> _Set exercise_
Repeat verbatim every line of the material, beginning at the line that holds "Reviewer note: every instance of the dark" and ending at its last line.
..............................
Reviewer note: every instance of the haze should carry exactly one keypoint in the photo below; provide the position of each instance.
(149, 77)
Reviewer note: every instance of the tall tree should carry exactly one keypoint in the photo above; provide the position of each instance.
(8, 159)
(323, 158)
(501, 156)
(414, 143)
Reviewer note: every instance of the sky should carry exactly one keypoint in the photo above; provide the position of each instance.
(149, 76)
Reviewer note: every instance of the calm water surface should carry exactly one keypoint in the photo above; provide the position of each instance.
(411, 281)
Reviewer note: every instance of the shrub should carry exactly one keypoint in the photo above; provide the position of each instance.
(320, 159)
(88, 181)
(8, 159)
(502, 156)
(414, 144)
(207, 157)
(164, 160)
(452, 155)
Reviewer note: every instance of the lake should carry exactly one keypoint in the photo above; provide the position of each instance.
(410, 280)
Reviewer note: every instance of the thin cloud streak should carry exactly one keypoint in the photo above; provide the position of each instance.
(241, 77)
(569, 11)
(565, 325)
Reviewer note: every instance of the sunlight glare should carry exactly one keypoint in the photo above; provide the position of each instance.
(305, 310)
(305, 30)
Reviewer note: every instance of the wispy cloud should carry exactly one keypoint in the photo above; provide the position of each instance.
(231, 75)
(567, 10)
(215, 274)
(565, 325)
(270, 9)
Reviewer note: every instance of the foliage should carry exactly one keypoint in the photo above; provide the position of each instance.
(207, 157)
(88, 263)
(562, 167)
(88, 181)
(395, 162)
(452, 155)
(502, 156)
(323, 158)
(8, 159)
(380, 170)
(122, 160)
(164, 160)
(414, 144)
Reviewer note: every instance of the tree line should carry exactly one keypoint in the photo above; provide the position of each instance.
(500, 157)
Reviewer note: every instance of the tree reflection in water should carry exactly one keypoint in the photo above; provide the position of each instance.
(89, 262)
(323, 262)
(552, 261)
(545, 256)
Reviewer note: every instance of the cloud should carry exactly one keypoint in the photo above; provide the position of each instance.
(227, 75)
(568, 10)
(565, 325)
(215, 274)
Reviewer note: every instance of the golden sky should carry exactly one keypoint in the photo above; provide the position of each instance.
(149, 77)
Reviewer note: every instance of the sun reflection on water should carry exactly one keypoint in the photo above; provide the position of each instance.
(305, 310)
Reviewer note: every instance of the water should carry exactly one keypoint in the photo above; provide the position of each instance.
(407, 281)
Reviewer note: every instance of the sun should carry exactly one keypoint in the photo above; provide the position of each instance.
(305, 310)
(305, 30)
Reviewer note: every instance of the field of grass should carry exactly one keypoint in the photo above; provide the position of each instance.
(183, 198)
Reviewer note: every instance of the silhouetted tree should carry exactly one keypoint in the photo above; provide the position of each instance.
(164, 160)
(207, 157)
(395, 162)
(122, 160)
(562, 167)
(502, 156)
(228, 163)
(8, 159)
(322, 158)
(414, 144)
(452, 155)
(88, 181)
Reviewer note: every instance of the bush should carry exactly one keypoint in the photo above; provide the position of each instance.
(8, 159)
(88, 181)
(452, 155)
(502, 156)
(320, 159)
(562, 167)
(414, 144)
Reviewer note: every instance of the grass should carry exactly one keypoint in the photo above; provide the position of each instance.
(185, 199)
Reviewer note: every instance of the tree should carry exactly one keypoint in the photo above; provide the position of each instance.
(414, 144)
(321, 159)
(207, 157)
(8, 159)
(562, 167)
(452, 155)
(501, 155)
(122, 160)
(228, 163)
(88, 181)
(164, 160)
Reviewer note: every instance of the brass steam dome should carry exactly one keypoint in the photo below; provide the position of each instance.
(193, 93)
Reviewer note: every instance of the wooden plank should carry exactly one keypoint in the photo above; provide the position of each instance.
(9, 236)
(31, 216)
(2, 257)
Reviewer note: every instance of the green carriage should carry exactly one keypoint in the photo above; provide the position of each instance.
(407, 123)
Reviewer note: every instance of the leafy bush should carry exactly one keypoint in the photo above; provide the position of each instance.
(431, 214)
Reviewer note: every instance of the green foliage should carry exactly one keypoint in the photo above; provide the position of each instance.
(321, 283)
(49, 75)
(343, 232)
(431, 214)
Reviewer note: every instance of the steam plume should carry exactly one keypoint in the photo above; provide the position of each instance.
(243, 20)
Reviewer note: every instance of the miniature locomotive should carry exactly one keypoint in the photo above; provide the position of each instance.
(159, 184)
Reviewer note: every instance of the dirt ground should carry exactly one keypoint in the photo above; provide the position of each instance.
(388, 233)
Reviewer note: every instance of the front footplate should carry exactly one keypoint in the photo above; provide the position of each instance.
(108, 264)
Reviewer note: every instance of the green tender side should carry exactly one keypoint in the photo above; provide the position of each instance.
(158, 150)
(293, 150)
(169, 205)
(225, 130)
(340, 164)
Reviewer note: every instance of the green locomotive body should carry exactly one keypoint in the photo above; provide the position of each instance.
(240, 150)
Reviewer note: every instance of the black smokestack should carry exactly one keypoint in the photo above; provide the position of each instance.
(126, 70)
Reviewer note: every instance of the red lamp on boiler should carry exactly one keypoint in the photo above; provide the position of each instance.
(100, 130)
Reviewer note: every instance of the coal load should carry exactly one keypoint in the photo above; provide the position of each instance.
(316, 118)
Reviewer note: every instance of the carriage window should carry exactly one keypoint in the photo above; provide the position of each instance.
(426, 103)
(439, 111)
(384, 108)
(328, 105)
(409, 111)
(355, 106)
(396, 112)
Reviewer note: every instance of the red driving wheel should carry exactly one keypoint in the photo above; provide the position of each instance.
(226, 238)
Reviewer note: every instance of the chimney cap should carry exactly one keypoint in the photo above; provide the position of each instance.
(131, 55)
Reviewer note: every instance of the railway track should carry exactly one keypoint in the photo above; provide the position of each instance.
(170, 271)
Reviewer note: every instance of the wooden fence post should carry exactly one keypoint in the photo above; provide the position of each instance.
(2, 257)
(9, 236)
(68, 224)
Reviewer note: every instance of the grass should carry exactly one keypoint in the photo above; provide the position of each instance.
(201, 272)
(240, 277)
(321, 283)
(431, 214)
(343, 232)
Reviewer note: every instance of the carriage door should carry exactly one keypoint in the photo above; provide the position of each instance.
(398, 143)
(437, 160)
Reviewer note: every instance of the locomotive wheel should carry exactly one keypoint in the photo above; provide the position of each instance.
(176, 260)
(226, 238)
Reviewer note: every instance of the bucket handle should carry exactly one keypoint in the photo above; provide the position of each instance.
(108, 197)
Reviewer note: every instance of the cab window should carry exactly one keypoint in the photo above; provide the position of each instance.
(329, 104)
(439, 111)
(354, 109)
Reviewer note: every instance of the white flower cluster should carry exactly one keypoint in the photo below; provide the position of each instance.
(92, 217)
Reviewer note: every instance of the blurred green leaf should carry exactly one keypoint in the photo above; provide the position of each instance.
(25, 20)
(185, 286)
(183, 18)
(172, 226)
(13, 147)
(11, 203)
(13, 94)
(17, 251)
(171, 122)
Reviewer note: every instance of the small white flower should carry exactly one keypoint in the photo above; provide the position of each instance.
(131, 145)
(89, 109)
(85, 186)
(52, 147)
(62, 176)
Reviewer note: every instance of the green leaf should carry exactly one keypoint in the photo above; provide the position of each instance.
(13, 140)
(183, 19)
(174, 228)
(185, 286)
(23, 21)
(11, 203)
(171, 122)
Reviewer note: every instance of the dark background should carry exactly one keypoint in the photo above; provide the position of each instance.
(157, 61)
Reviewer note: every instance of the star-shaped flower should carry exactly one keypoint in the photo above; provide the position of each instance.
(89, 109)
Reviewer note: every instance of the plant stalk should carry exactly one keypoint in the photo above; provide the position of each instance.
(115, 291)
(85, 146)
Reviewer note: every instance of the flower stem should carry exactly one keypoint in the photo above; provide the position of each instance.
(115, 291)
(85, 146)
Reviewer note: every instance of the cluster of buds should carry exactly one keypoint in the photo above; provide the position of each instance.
..............................
> _Answer to the problem_
Reviewer note: every instance of the dark background should carry exactly one keypoint in the photo above; provide the position of each instance.
(157, 61)
Reviewer note: every instance of the star-shaped flower should carry exactly one keypoint in the photo above; provide the position of each instance.
(89, 109)
Reviewer note: every instance of the plant stalk should carry exactly one keypoint in the photo above; provide the position of each instance.
(115, 291)
(85, 146)
Reviewer note: every instance of the flower stem should carry exactly one keypoint in the photo above; provide the position of each instance.
(115, 291)
(85, 146)
Reviewer note: every instance of the cluster of buds should carry exactly one keypoint in the photo above; provide the position of each instance.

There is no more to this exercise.